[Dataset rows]
════════════════

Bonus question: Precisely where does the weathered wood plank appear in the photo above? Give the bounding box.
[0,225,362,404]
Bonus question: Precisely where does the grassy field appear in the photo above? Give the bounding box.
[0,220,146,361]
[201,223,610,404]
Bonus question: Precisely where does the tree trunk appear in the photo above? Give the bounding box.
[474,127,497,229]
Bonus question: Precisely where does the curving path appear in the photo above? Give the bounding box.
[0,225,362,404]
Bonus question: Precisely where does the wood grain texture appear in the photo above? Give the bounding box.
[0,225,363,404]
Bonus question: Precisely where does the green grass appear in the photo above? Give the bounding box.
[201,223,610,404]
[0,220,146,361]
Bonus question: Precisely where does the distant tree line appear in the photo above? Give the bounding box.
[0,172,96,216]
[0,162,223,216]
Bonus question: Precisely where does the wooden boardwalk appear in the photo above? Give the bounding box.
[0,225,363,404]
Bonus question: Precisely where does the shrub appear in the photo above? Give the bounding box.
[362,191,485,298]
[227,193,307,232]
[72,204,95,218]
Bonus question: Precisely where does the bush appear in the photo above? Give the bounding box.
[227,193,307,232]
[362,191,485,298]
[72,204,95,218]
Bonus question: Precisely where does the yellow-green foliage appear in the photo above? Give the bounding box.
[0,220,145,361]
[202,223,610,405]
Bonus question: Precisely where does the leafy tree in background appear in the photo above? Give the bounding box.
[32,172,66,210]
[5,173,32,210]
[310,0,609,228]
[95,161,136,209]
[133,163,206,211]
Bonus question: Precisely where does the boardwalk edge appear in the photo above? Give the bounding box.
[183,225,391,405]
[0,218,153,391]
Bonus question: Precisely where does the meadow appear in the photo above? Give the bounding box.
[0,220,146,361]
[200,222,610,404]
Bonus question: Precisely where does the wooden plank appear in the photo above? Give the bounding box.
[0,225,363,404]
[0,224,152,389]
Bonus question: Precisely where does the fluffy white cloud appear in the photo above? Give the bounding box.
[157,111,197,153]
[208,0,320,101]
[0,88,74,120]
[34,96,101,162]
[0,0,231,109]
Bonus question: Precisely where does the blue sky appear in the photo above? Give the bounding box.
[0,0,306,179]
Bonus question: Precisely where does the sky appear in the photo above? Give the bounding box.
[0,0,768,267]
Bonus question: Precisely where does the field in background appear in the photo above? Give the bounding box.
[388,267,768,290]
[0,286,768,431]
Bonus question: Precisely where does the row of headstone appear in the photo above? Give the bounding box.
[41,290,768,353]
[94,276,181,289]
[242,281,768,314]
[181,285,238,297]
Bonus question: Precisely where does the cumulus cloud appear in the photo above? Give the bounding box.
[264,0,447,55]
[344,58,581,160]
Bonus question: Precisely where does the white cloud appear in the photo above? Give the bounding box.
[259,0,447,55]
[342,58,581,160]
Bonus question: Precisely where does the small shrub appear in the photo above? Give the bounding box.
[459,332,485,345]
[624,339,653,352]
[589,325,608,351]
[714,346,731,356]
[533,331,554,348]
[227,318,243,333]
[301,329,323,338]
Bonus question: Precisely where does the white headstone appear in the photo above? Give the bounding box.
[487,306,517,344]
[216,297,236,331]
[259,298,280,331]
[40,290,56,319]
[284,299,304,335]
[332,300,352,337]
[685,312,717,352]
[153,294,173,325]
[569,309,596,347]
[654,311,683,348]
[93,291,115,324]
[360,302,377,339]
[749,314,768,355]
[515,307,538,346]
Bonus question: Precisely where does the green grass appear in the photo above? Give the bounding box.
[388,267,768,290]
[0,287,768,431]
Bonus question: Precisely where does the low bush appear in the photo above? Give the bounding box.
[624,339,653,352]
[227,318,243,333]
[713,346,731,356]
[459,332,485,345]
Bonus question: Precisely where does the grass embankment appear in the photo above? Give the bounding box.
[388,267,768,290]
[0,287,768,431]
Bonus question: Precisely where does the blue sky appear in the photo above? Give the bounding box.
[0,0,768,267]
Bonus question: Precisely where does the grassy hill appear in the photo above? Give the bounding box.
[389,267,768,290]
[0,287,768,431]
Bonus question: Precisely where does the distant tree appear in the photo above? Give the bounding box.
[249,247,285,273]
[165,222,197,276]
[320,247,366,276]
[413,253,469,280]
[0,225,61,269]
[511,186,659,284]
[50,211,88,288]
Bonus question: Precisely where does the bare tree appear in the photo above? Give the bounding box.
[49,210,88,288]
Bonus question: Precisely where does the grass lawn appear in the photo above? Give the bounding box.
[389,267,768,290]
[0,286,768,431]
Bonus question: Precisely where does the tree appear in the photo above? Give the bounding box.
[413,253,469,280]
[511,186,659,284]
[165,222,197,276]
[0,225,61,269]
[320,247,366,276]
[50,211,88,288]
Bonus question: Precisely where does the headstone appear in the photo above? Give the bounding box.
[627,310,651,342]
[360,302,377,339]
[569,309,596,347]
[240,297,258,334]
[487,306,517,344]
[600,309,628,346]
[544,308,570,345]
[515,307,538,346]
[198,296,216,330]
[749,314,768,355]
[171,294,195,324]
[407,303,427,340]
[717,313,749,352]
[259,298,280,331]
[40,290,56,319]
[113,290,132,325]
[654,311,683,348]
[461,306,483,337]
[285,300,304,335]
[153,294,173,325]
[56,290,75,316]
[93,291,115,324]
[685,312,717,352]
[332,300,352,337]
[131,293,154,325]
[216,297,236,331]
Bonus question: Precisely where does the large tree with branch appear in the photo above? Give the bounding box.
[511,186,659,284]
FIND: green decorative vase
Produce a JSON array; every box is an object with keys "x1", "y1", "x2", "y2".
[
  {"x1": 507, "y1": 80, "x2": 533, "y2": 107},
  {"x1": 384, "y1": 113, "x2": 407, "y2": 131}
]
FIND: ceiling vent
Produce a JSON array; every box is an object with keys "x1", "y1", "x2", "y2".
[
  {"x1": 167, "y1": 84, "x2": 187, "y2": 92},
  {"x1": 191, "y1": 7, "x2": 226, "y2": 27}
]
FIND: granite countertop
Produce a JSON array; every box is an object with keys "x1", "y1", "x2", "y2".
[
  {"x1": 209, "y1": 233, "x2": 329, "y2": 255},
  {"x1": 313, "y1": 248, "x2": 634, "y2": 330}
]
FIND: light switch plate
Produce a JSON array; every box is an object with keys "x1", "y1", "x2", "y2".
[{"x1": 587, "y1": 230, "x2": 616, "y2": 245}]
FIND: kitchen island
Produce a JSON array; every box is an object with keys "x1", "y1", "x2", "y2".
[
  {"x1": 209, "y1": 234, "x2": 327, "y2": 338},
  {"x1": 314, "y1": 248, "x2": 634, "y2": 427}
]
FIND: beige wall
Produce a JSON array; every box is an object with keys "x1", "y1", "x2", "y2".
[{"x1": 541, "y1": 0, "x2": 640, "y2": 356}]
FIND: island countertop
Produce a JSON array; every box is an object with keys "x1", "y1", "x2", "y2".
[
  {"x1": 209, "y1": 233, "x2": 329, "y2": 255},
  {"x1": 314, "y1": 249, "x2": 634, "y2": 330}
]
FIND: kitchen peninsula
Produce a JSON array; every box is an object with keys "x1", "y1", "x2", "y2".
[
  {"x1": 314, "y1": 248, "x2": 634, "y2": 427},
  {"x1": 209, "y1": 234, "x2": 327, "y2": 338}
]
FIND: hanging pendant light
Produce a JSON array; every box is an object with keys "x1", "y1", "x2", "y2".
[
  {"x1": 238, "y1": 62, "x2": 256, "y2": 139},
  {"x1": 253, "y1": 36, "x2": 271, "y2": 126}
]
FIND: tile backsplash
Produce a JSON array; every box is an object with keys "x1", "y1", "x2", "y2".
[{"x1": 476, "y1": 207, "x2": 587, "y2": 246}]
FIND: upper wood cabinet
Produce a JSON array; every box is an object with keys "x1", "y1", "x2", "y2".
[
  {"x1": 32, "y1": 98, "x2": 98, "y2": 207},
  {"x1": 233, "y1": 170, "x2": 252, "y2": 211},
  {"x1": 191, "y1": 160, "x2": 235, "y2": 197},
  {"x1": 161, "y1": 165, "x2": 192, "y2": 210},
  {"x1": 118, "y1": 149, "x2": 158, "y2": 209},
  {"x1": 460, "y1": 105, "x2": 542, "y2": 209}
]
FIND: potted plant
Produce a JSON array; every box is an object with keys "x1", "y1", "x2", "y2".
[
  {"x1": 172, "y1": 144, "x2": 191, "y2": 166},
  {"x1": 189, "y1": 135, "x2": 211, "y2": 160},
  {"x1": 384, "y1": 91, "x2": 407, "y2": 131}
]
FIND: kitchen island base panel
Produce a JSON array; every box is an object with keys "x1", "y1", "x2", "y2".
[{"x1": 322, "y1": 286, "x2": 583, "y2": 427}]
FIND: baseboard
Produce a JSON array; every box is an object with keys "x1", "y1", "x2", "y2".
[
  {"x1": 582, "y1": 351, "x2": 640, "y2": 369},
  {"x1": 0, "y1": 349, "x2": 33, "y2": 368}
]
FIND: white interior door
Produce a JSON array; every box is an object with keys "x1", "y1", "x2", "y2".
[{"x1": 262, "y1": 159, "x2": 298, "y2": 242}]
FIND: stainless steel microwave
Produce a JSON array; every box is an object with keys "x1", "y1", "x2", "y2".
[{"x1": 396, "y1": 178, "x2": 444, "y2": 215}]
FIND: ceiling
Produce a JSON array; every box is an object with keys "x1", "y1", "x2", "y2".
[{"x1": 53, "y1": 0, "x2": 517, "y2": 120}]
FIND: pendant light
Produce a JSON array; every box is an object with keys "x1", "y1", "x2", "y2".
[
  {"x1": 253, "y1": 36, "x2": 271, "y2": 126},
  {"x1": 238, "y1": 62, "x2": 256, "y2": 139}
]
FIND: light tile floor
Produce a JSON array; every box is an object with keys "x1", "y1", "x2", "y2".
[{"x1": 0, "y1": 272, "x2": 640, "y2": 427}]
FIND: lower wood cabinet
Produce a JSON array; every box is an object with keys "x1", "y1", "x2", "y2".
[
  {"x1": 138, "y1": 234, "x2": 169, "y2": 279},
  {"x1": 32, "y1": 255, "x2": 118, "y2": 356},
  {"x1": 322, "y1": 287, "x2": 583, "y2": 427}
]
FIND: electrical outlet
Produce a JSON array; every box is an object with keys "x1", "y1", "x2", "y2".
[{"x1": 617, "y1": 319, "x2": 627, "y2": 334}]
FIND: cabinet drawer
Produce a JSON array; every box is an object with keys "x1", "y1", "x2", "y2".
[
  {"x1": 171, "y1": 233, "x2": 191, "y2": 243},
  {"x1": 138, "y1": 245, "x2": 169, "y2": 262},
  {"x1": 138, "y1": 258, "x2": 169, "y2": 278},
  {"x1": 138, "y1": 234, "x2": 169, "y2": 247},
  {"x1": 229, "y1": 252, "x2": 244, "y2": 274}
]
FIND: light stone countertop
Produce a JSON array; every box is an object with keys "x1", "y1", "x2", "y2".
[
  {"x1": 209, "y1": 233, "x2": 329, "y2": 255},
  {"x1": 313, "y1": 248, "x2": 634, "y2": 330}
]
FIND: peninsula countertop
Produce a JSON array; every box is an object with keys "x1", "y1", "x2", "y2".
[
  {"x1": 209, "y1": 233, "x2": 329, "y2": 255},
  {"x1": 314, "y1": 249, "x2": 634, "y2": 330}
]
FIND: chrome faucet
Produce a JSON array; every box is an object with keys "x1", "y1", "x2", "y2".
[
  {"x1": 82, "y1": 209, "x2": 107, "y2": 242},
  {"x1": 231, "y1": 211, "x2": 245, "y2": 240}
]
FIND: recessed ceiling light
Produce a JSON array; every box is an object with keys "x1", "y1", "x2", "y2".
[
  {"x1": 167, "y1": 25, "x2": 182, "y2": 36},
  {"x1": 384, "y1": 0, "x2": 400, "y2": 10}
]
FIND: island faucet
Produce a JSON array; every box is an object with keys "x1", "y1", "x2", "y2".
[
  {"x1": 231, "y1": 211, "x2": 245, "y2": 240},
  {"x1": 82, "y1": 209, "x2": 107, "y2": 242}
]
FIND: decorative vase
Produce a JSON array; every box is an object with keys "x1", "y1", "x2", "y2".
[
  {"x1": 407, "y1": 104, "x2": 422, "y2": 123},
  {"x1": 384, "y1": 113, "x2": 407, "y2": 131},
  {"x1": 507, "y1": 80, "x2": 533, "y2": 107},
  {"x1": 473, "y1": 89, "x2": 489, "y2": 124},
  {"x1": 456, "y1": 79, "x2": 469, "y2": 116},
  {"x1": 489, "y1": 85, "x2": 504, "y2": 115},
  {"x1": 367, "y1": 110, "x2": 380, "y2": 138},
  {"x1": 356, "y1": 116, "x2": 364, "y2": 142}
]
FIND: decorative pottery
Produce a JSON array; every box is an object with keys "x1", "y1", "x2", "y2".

════════════════

_EXERCISE DIRECTIONS_
Please return every line of the dataset rows that holds the word "kitchen".

_WRITTEN ANSWER_
FIND: kitchen island
FIND: kitchen peninsula
FIND: kitchen island base panel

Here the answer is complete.